One of these days, Boston’s gaping Big Dig will be nothing more than a vague memory haunting the tunnels, bridges, and roadways that we’ll come to take for granted as we make our way around town. Photojournalist Michael Hintlian appreciated this idea as early as 1996, when he began photographing the 5000 men and women toiling to transform the city, and he’s documented their efforts in a new book, Digging: The Workers of Boston’s Big Dig (Commonwealth Editions), that’s crammed with evocative black-and-white photographs of men and women hard at work. Hintlian will be at Old South Meeting House at 6:30 p.m. this Wednesday, March 23, to show slides and talk about his undertaking, which occupied him for more than seven years. "I started on the project late in 1996," he explains over the phone. "I would shoot weekly, two or as many as three days per week, and for the first couple of years, I got thrown out almost every time I went down there. But I just kept coming back."

Hintlian was primarily interested in the transient, evolutionary nature of the enterprise. "The finished tunnels, the finished roads, etc. — all that wasn’t the Big Dig. All of those things have new names now, or will have. But the Big Dig was the activity of all of those things coming into being. I wanted to photograph the life of that project, to show where the actual work was being done. For all of the engineering and technical feats, the whole thing was still primarily hand made, made by these workers, in the cold weather and in the hot. I wanted to photograph that." More than 3500 rolls of film later — at 36 exposures per roll, that’s well over 100,000 pictures snapped — Hintlian had created a visual history of the electricians, carpenters, ironworkers, piledrivers, and more who dug the Dig. "I do think it will be interesting to look at these in 50 or 100 years, to see what it looked like to do something like this."

It’s nature’s great feats of structural engineering and the sweet-smelling by-products of her busy apian workers, respectively, that inspire "Vital Spirit: New Works in Copper by Margaret Swan" and "A Bee in Her Bonnet: New Work in Beeswax and Found Objects by Lorey Bonante," two new exhibitions at Boston Sculptors Gallery, which will hold a free public artists’ reception this Saturday, March 19, and is also inviting the public in to party on April 1, during the South End galleries’ monthly First Friday event. Swan’s work looks to everything we love about trees — their posture, their structure, and their animated qualities (think of those apple trees in The Wizard of Oz) — to create organic, evocative sculpture. Bonante looks to the curbside for her inspiration, transforming everyday (if often rather odd) found objects into charming sculpture.

▶ Aim 1:
In the text about Boston arts events, retype the part that opens with the words containing "It’s nature’s great" and closes with "into charming sculpture.".
▶ Aim 2:
Write what comes next in the text about Boston arts events, picking up after its final sentence.

▶ Dataset content:

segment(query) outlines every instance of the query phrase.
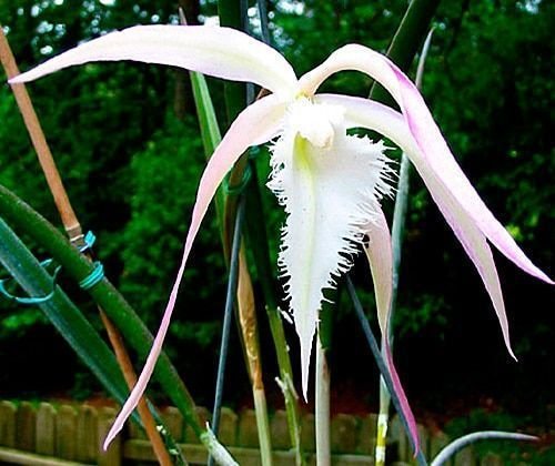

▶ Exercise output 1:
It’s nature’s great feats of structural engineering and the sweet-smelling by-products of her busy apian workers, respectively, that inspire "Vital Spirit: New Works in Copper by Margaret Swan" and "A Bee in Her Bonnet: New Work in Beeswax and Found Objects by Lorey Bonante," two new exhibitions at Boston Sculptors Gallery, which will hold a free public artists’ reception this Saturday, March 19, and is also inviting the public in to party on April 1, during the South End galleries’ monthly First Friday event. Swan’s work looks to everything we love about trees — their posture, their structure, and their animated qualities (think of those apple trees in The Wizard of Oz) — to create organic, evocative sculpture. Bonante looks to the curbside for her inspiration, transforming everyday (if often rather odd) found objects into charming sculpture.

▶ Exercise output 2:
Want to learn something about the art of collecting art? The Institute of Contemporary Art has organized an eclectic, lively panel to give you some new ideas. "New Art for the New Collector" will be the topic at hand at the ICA this Tuesday, March 22, at 6:30 p.m., with artists Deborah Barlow and Brett Wallace, ICA associate curator Bennett Simpson, gallerist Heather Roy, and high-tech exec and art lover Jonathan Seelig to give some unorthodox illumination to a topic often shrouded in secrecy.

Michael Hintlian will give his slide presentation "Digging: The Workers of Boston’s Big Dig" at Old South Meeting House, 310 Washington Street in Boston, on March 23 at 6:30 p.m. Admission is free; call (617) 482-6439. "A Bee in Her Bonnet: New Work in Beeswax and Found Objects by Lorey Bonante" and "Vital Spirit: New Works in Copper by Margaret Swan" are at Boston Sculptors Gallery, 486 Harrison Avenue in the South End, through April 16, with free public opening receptions on March 19 from 2 to 4 p.m. and on April 1 from 5 to 8 p.m.; call (617) 482-7781. The panel discussion "New Art for the New Collector" takes place at the ICA, 955 Boylston Street in Boston, on March 22 at 6:30 p.m. General admission is $20; call (617) 927-6613.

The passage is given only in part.